ACTIVITY:
The lines to copy run from the one containing "of the overcast" through the last line of the listing; copy them exactly and nothing more.

-*-

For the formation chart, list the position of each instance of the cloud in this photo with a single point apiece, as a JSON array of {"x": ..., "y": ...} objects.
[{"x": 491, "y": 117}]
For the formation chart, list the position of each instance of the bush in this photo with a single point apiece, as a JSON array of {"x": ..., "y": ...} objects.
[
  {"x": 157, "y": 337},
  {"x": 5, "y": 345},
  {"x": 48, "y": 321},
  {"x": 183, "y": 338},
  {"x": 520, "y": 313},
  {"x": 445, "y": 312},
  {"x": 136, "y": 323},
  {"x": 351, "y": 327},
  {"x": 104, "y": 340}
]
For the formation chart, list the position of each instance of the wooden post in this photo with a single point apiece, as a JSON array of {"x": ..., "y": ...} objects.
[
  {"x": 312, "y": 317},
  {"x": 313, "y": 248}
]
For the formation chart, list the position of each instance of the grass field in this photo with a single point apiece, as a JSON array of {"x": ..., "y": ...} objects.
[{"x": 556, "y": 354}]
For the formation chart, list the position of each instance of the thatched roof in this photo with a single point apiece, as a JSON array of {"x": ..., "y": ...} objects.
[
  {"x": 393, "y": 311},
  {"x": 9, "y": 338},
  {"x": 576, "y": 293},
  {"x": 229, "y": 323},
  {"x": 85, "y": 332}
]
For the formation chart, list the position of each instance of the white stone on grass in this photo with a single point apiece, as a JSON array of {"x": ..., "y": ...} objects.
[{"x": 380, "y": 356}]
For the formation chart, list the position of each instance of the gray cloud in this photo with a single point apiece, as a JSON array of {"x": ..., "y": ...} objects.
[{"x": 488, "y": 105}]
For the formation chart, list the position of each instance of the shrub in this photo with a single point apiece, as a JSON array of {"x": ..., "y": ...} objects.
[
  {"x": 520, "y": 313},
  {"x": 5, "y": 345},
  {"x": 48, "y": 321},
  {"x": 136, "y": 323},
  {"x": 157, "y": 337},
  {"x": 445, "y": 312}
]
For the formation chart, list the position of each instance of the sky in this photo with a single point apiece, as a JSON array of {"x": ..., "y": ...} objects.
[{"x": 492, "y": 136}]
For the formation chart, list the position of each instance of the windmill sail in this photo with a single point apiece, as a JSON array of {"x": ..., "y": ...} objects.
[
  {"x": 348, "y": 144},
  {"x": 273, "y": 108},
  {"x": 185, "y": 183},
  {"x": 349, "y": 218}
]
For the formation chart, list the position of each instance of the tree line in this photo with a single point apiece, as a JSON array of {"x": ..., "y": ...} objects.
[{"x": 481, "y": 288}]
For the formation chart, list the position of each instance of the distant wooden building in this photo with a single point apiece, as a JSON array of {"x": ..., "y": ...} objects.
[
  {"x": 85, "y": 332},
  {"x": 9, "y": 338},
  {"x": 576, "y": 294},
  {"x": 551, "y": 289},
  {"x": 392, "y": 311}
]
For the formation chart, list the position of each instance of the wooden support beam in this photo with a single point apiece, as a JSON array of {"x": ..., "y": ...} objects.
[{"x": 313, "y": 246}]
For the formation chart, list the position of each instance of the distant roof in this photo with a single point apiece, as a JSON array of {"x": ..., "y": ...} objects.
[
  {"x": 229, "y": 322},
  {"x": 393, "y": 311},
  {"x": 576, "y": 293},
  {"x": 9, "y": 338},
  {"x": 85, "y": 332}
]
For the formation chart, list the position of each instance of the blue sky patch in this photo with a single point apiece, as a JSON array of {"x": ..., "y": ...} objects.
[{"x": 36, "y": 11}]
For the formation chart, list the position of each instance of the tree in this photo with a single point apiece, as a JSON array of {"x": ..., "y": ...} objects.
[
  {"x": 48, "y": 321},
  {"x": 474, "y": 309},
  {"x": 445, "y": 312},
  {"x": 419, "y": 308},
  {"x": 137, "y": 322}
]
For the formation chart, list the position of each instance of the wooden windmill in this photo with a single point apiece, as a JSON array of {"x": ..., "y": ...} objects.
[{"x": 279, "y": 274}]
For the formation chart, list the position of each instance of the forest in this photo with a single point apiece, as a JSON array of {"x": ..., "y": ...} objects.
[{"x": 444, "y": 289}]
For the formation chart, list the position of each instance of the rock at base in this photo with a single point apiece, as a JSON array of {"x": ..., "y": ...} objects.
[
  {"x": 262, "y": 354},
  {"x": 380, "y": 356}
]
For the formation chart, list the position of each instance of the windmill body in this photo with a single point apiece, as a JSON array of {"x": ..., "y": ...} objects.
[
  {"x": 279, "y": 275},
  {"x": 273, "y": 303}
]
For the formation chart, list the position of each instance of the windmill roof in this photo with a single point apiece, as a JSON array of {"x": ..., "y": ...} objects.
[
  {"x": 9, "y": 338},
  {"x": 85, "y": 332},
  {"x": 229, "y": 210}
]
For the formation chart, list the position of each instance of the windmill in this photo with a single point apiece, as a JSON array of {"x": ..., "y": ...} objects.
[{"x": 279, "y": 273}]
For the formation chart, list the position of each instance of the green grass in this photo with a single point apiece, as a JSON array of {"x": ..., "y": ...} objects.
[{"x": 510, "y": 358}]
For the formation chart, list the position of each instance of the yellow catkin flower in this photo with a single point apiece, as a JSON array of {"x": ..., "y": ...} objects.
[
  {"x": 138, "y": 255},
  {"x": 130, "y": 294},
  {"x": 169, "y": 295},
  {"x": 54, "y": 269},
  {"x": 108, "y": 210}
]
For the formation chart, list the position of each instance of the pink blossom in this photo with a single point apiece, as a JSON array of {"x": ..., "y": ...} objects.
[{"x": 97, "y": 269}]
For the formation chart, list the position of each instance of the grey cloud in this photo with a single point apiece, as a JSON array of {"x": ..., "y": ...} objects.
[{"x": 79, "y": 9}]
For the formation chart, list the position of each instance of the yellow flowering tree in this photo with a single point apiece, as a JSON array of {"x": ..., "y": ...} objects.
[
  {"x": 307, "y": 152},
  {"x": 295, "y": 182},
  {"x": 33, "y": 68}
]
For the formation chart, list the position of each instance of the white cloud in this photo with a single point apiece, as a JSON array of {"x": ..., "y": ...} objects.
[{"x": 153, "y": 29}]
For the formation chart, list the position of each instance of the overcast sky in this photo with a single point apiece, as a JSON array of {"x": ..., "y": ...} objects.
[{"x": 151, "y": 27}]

-*-

YOUR SOLUTION:
For the formation chart, list the position of each instance of the overcast sky in this photo with a single point apiece, as a JSON array of {"x": ..., "y": ...} objects.
[{"x": 151, "y": 27}]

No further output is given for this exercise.